__Recorded information__
· · · · · · ·

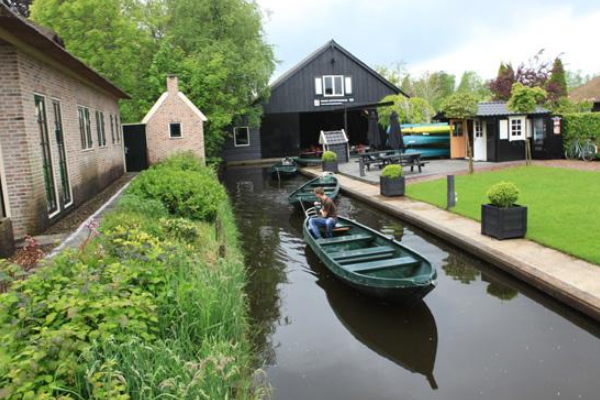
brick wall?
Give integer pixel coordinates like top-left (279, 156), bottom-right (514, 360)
top-left (146, 77), bottom-right (204, 164)
top-left (0, 44), bottom-right (124, 237)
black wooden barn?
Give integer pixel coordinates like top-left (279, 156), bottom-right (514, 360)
top-left (222, 40), bottom-right (405, 161)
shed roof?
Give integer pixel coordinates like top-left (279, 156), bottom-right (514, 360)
top-left (270, 39), bottom-right (410, 97)
top-left (477, 101), bottom-right (550, 117)
top-left (0, 2), bottom-right (131, 99)
top-left (319, 129), bottom-right (348, 145)
top-left (569, 75), bottom-right (600, 102)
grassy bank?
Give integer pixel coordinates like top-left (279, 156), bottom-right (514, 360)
top-left (407, 167), bottom-right (600, 264)
top-left (0, 157), bottom-right (260, 399)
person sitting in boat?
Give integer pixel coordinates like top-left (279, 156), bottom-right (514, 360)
top-left (308, 186), bottom-right (337, 239)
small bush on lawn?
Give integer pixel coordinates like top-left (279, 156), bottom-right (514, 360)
top-left (321, 151), bottom-right (337, 162)
top-left (381, 164), bottom-right (402, 179)
top-left (487, 182), bottom-right (519, 208)
top-left (129, 166), bottom-right (226, 221)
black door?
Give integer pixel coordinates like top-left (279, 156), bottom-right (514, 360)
top-left (123, 124), bottom-right (148, 172)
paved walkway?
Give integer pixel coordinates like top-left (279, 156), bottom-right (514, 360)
top-left (303, 168), bottom-right (600, 320)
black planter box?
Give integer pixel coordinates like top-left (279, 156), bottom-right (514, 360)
top-left (323, 161), bottom-right (338, 174)
top-left (379, 176), bottom-right (406, 197)
top-left (481, 204), bottom-right (527, 240)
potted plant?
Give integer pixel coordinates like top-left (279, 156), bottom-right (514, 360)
top-left (481, 182), bottom-right (527, 240)
top-left (379, 164), bottom-right (405, 196)
top-left (321, 151), bottom-right (338, 174)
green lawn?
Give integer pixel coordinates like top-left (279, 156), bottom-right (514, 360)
top-left (407, 167), bottom-right (600, 265)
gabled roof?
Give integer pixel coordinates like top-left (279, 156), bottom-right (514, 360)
top-left (142, 92), bottom-right (208, 124)
top-left (477, 101), bottom-right (550, 117)
top-left (0, 2), bottom-right (131, 99)
top-left (569, 75), bottom-right (600, 102)
top-left (270, 39), bottom-right (410, 97)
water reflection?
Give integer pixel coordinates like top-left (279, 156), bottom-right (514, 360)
top-left (442, 254), bottom-right (480, 285)
top-left (305, 246), bottom-right (438, 389)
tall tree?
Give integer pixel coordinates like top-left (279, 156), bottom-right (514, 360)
top-left (489, 63), bottom-right (516, 100)
top-left (0, 0), bottom-right (33, 17)
top-left (546, 57), bottom-right (568, 103)
top-left (31, 0), bottom-right (154, 122)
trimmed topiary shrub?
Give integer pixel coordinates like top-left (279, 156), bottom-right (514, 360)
top-left (321, 151), bottom-right (337, 162)
top-left (381, 164), bottom-right (402, 179)
top-left (487, 182), bottom-right (519, 208)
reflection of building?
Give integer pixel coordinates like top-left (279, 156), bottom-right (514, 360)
top-left (0, 2), bottom-right (129, 250)
top-left (450, 102), bottom-right (563, 162)
top-left (222, 40), bottom-right (408, 161)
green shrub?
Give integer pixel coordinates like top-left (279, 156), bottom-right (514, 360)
top-left (153, 151), bottom-right (206, 172)
top-left (160, 218), bottom-right (200, 242)
top-left (321, 151), bottom-right (337, 162)
top-left (487, 182), bottom-right (519, 208)
top-left (561, 112), bottom-right (600, 150)
top-left (381, 164), bottom-right (402, 179)
top-left (128, 167), bottom-right (226, 221)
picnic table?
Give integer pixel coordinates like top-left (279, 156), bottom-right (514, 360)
top-left (360, 151), bottom-right (427, 173)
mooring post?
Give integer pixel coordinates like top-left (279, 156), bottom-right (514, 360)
top-left (446, 175), bottom-right (456, 210)
top-left (358, 156), bottom-right (365, 176)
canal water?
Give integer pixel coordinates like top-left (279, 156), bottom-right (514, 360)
top-left (224, 168), bottom-right (600, 400)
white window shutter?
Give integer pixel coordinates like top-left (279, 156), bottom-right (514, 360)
top-left (344, 76), bottom-right (352, 94)
top-left (500, 119), bottom-right (508, 140)
top-left (315, 78), bottom-right (323, 96)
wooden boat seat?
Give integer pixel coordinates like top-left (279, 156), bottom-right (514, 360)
top-left (317, 233), bottom-right (373, 246)
top-left (344, 256), bottom-right (421, 273)
top-left (328, 246), bottom-right (394, 261)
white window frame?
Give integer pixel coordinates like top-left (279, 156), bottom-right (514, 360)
top-left (233, 126), bottom-right (250, 147)
top-left (315, 78), bottom-right (324, 96)
top-left (508, 117), bottom-right (527, 142)
top-left (168, 122), bottom-right (183, 139)
top-left (77, 105), bottom-right (94, 151)
top-left (323, 75), bottom-right (344, 97)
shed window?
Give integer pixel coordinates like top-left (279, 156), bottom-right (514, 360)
top-left (233, 126), bottom-right (250, 147)
top-left (509, 118), bottom-right (525, 141)
top-left (323, 75), bottom-right (344, 97)
top-left (77, 107), bottom-right (94, 150)
top-left (96, 111), bottom-right (106, 147)
top-left (169, 122), bottom-right (181, 138)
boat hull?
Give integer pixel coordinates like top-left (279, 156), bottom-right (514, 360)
top-left (303, 217), bottom-right (437, 304)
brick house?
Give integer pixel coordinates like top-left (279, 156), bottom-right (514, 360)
top-left (142, 75), bottom-right (207, 164)
top-left (0, 3), bottom-right (129, 248)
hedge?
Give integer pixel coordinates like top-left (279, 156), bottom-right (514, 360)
top-left (562, 112), bottom-right (600, 150)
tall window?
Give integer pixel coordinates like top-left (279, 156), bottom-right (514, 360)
top-left (233, 126), bottom-right (250, 147)
top-left (323, 75), bottom-right (344, 97)
top-left (169, 122), bottom-right (181, 139)
top-left (77, 107), bottom-right (94, 150)
top-left (110, 114), bottom-right (115, 144)
top-left (34, 95), bottom-right (58, 214)
top-left (96, 111), bottom-right (106, 147)
top-left (52, 100), bottom-right (72, 207)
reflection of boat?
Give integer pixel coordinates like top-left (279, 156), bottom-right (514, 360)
top-left (269, 158), bottom-right (298, 177)
top-left (307, 247), bottom-right (438, 389)
top-left (288, 172), bottom-right (340, 207)
top-left (303, 214), bottom-right (437, 303)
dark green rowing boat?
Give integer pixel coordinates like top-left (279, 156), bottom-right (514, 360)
top-left (288, 172), bottom-right (340, 209)
top-left (269, 159), bottom-right (298, 178)
top-left (303, 210), bottom-right (437, 303)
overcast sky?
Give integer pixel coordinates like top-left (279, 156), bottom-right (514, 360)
top-left (257, 0), bottom-right (600, 83)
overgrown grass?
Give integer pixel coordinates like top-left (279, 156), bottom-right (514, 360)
top-left (0, 154), bottom-right (262, 400)
top-left (407, 166), bottom-right (600, 265)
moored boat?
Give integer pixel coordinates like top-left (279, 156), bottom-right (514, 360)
top-left (303, 209), bottom-right (437, 303)
top-left (269, 158), bottom-right (298, 178)
top-left (288, 172), bottom-right (340, 209)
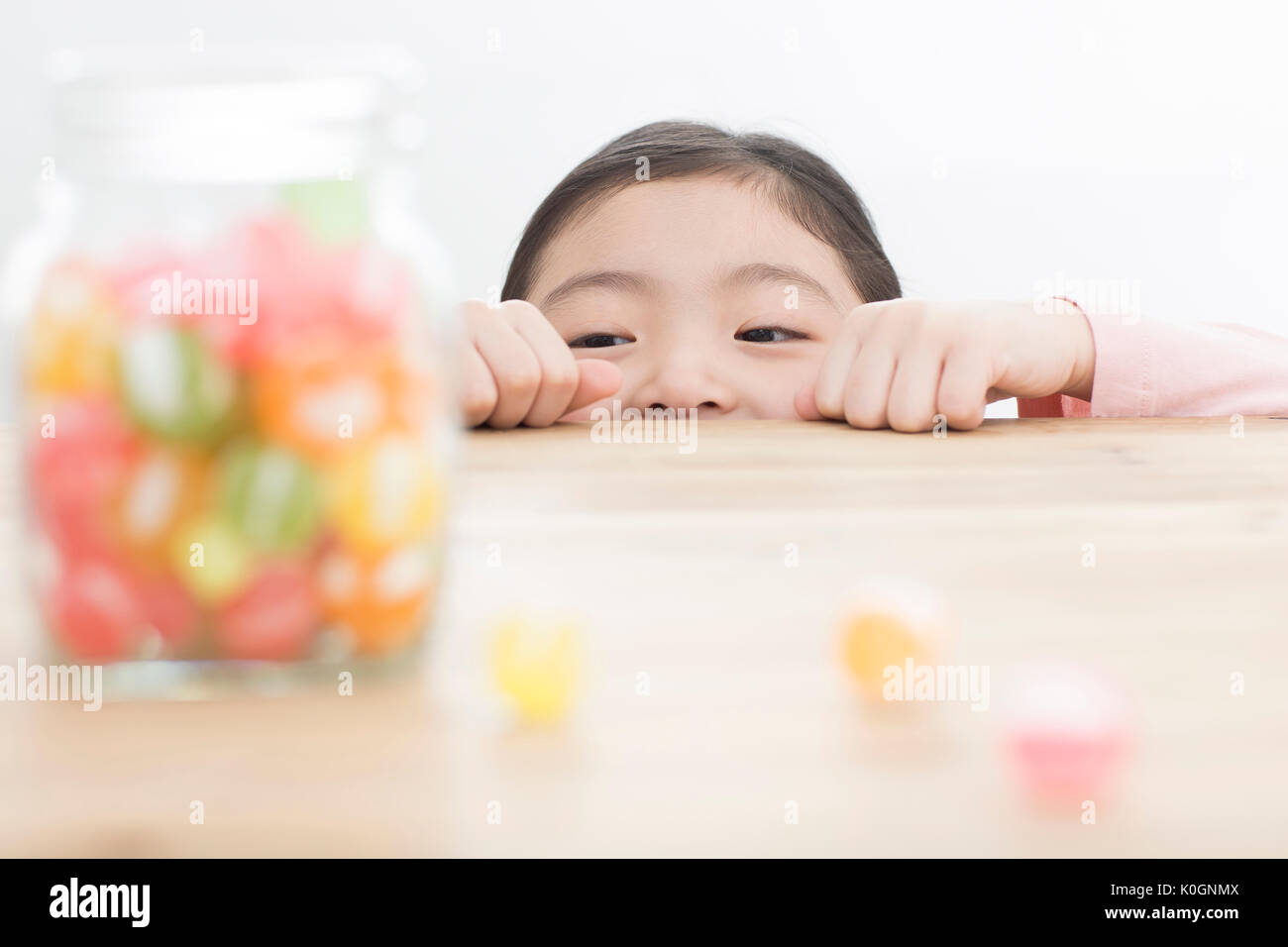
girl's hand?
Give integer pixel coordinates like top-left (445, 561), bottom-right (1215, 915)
top-left (460, 299), bottom-right (622, 428)
top-left (796, 299), bottom-right (1096, 432)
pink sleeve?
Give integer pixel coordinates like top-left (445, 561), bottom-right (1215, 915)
top-left (1087, 314), bottom-right (1288, 417)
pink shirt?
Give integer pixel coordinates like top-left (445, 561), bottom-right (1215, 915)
top-left (1019, 316), bottom-right (1288, 417)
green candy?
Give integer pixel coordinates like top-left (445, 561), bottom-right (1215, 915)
top-left (117, 325), bottom-right (237, 441)
top-left (280, 179), bottom-right (368, 245)
top-left (218, 443), bottom-right (322, 553)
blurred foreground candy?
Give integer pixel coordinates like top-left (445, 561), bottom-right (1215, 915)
top-left (841, 579), bottom-right (948, 701)
top-left (119, 322), bottom-right (237, 441)
top-left (318, 544), bottom-right (438, 653)
top-left (1004, 664), bottom-right (1127, 802)
top-left (492, 617), bottom-right (581, 723)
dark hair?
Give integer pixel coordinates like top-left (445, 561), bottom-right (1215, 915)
top-left (501, 121), bottom-right (899, 303)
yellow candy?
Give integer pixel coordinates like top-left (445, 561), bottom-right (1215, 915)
top-left (329, 436), bottom-right (442, 552)
top-left (841, 582), bottom-right (944, 701)
top-left (170, 517), bottom-right (254, 603)
top-left (492, 618), bottom-right (581, 723)
top-left (25, 263), bottom-right (116, 394)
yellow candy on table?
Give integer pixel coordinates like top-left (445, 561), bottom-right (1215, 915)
top-left (25, 262), bottom-right (117, 394)
top-left (329, 434), bottom-right (442, 552)
top-left (492, 617), bottom-right (581, 724)
top-left (841, 579), bottom-right (947, 701)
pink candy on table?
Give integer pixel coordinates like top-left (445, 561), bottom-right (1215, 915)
top-left (1005, 663), bottom-right (1128, 802)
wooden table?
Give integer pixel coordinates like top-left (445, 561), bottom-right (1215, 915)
top-left (0, 419), bottom-right (1288, 856)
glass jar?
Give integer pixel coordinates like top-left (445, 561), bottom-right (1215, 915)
top-left (4, 51), bottom-right (458, 698)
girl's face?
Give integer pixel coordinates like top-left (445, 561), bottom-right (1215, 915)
top-left (528, 176), bottom-right (863, 420)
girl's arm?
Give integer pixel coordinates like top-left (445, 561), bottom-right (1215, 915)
top-left (1019, 316), bottom-right (1288, 417)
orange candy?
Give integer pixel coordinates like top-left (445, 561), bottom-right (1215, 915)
top-left (253, 342), bottom-right (433, 460)
top-left (318, 545), bottom-right (438, 653)
top-left (25, 262), bottom-right (117, 394)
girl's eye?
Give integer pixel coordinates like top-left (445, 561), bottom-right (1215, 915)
top-left (568, 333), bottom-right (634, 349)
top-left (734, 326), bottom-right (807, 343)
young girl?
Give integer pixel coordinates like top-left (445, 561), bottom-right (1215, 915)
top-left (461, 123), bottom-right (1288, 432)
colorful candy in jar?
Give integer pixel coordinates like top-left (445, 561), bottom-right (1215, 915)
top-left (170, 513), bottom-right (257, 604)
top-left (318, 544), bottom-right (438, 653)
top-left (214, 562), bottom-right (321, 661)
top-left (252, 344), bottom-right (433, 460)
top-left (329, 434), bottom-right (442, 553)
top-left (218, 442), bottom-right (322, 553)
top-left (23, 262), bottom-right (119, 395)
top-left (46, 558), bottom-right (146, 661)
top-left (112, 445), bottom-right (207, 570)
top-left (119, 322), bottom-right (237, 442)
top-left (26, 397), bottom-right (141, 556)
top-left (492, 617), bottom-right (583, 724)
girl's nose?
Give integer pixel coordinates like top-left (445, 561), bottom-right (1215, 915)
top-left (636, 366), bottom-right (738, 415)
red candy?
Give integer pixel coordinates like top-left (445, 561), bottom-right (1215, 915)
top-left (27, 399), bottom-right (138, 556)
top-left (48, 559), bottom-right (145, 661)
top-left (215, 563), bottom-right (321, 661)
top-left (138, 575), bottom-right (201, 651)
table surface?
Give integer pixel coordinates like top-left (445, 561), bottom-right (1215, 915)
top-left (0, 419), bottom-right (1288, 856)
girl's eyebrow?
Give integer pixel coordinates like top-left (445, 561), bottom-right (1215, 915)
top-left (718, 263), bottom-right (838, 309)
top-left (537, 269), bottom-right (657, 310)
top-left (537, 263), bottom-right (838, 310)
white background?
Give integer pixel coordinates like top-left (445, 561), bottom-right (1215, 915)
top-left (0, 0), bottom-right (1288, 416)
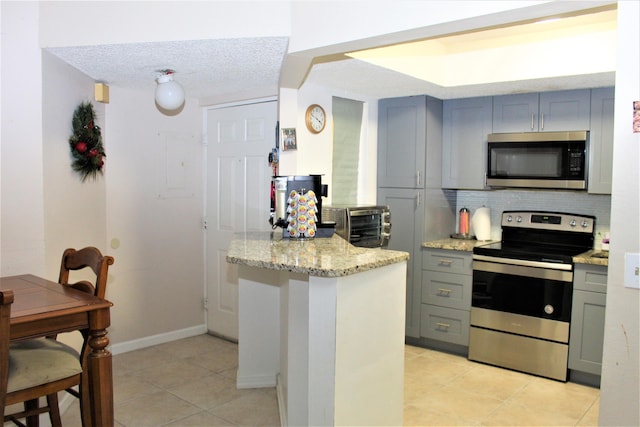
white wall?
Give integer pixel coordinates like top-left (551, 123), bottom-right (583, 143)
top-left (42, 52), bottom-right (109, 280)
top-left (0, 2), bottom-right (46, 276)
top-left (280, 84), bottom-right (378, 204)
top-left (600, 1), bottom-right (640, 426)
top-left (105, 87), bottom-right (204, 343)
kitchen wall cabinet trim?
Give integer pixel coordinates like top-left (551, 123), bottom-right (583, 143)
top-left (378, 188), bottom-right (425, 337)
top-left (377, 96), bottom-right (455, 338)
top-left (493, 89), bottom-right (591, 133)
top-left (588, 88), bottom-right (615, 194)
top-left (378, 96), bottom-right (442, 188)
top-left (442, 97), bottom-right (493, 190)
top-left (569, 264), bottom-right (607, 385)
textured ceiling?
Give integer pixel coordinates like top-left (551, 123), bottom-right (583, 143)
top-left (47, 37), bottom-right (288, 100)
top-left (47, 11), bottom-right (616, 104)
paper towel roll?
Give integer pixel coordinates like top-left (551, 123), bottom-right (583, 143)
top-left (471, 207), bottom-right (491, 240)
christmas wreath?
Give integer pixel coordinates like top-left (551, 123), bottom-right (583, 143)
top-left (69, 102), bottom-right (107, 182)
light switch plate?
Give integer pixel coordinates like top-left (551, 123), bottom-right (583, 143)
top-left (624, 253), bottom-right (640, 289)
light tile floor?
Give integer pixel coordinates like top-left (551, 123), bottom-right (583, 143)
top-left (57, 335), bottom-right (600, 427)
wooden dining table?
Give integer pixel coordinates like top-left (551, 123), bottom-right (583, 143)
top-left (0, 274), bottom-right (113, 427)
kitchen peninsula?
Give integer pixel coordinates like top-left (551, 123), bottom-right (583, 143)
top-left (227, 232), bottom-right (409, 426)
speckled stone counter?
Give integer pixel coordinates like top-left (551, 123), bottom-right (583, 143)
top-left (227, 232), bottom-right (409, 277)
top-left (573, 249), bottom-right (609, 267)
top-left (422, 238), bottom-right (497, 252)
top-left (227, 231), bottom-right (409, 426)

· · · · · · ·

__What you should do__
Rewrite the part of the rows that opens with the line containing "orange candy?" and closes with the line containing "top-left (492, 617), bottom-right (583, 724)", replacing "colorful candy in jar" with "candy inside glass jar" and leaving everything else unchanged.

__Written answer__
orange candy?
Give integer pixel coordinates like top-left (445, 561), bottom-right (1215, 915)
top-left (253, 342), bottom-right (433, 460)
top-left (318, 545), bottom-right (438, 653)
top-left (25, 262), bottom-right (117, 394)
girl's eye?
Give integer pixel coordinates like top-left (445, 561), bottom-right (1215, 915)
top-left (568, 333), bottom-right (634, 349)
top-left (734, 326), bottom-right (807, 343)
young girl?
Give integer pixel coordinates like top-left (445, 561), bottom-right (1215, 915)
top-left (461, 123), bottom-right (1288, 432)
candy inside glass jar?
Give integer pixel coordinates like top-left (445, 561), bottom-right (1215, 915)
top-left (170, 513), bottom-right (257, 604)
top-left (318, 544), bottom-right (438, 653)
top-left (214, 562), bottom-right (321, 661)
top-left (252, 344), bottom-right (433, 460)
top-left (329, 434), bottom-right (442, 553)
top-left (218, 442), bottom-right (322, 553)
top-left (23, 262), bottom-right (119, 395)
top-left (46, 558), bottom-right (146, 661)
top-left (112, 445), bottom-right (207, 570)
top-left (119, 322), bottom-right (237, 442)
top-left (26, 397), bottom-right (141, 556)
top-left (492, 617), bottom-right (583, 724)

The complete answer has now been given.